→ PROBLEMS TO WORK ON:
A) Do these statements agree with the forum thread on macro photography? For each, answer yes or no and quote the words of the thread that decide it. (i) In the Linked Shot setup described, the flashes sync to both cameras. (ii) ScottyP would seriously consider buying a macro lens pre-owned. (iii) danski0224 says handholding the 60mm is a problem.
B) Write the next part of the forum thread on macro photography, picking up after its final post.

→ TEXT EXCERPT:

I'd love to the a picture of *that* :->



NancyP said:


> I may try the string technique too - string attaches to the 1/4" tripod hole in the bottom of the camera, stand on string, pull upward.



This one is rather ingenious as the equipment needs zero packing space. I wonder how many stops this axes off the shutter on average vs controlled breathing alone?


----------



## NancyP (Mar 2, 2015)

The question is, can I set up one camera with radio remote release to photograph me using the stick or string technique? I may have to push the radio remote with my toe...


----------



## ScottyP (Mar 3, 2015)

A macro lens is one I would seriously consider buying pre-owned because so many seem to get very little use before they are unloaded. It seems like every one I see on Craigslist is a case of "_I really thought I would use this thing, but I shot it 4 times then put it away for 3 years....". _


----------



## privatebydesign (Mar 3, 2015)

NancyP said:


> The question is, can I set up one camera with radio remote release to photograph me using the stick or string technique? I may have to push the radio remote with my toe...



If you have some RT flash system gear then yes, easily. I have set up my 1Ds MkIII and 600EX so it triggers my EOS-M whenever I take a shot with the 1Ds MkIII, the flashes only sync to the main camera but the triggering works great, the M will AF and either auto expose or shoot at whatever manual settings were set in it.

The mode is called Linked Shot, and is good fun.


----------



## sandymandy (Mar 8, 2015)

i imagine handholding a 60mm on APS-C is quite hard already. not sure if 100mm is possible for getting an okay rate of in focus shots. chep good monopod recommendations? im afraid tripod will be too annoying to carry around for me since it feels so big (the one i got now is a cheap, light one) and im a slim person too. but some kind of stability would be good...
i know there are really tiny tripods out their or this gorilla (?) things. are they useful or just gimmicks...


----------



## danski0224 (Mar 9, 2015)

sandymandy said:


> i imagine handholding a 60mm on APS-C is quite hard already. not sure if 100mm is possible for getting an okay rate of in focus shots. chep good monopod recommendations? im afraid tripod will be too annoying to carry around for me since it feels so big (the one i got now is a cheap, light one) and im a slim person too. but some kind of stability would be good...
> i know there are really tiny tripods out their or this gorilla (?) things. are they useful or just gimmicks...



I think you are overthinking it.

Handholding the 60mm is not an issue.

There are many levels of macro photgraphy. There are many excellent images done with a minimal investment in equipment just as there are many excellent images done with a large investment in equipment.

Is a tripod useful? Yes. Will you want to bring it out every time (don't forget the remote shutter release)? Probably not. After you get the tripod, then you need some sort of tripod head and I can tell you that making adjustments for macro pictures with a ball head is a pain.

A monopod is quite useful for that extra little bit of stability and it can be adjusted for height quickly. 

There are many threads about tripods, monopods and heads... so spend some time searching here and elsewhere. It is quite uncommon to get "cheap and good" in the same product.

[Records from a data source]
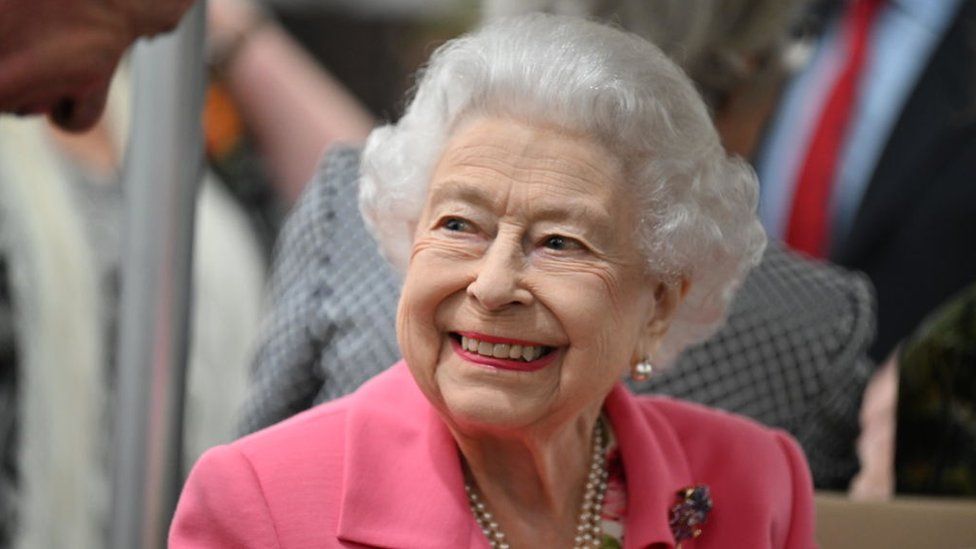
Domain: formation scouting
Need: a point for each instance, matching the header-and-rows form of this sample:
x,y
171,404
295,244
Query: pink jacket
x,y
379,468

→ EXPECTED OUTPUTS:
A)
(i) No: "the flashes only sync to the main camera"
(ii) Yes: "A macro lens is one I would seriously consider buying pre-owned"
(iii) No: "Handholding the 60mm is not an issue."

B)
One thing that the 100L macro has over the non-L 100 or the EF-S 60 is a lens collar. That lens collar allows you to rotate the camera. That is a big help compared to attaching the tripod to the single screw on the bottom of the camera. Of note, the OEM Canon lens collar does NOT come with the lens and it is rather expensive for what it is- 3rd party versions are available. There is no way to attach a lens collar to the non-L 100 or EF-S 60. The 100L also has image stabilization tailored for macro shooting, which can help with handheld shots if you can't keep the shutter speed with the 100L at 1/200s or better on the APS-C sensor. 

Once you decide to get a tripod or monopod, you will see the added utility in Arca-Swiss style camera plates, camera L plates and lens plates.

If you haven't spent time checking out the "Post Your Setup" or "Shooting with Tubes" threads in the "Macro World" forum over at Fred Miranda, it is well worth the visit.


----------



## Zeidora (Mar 11, 2015)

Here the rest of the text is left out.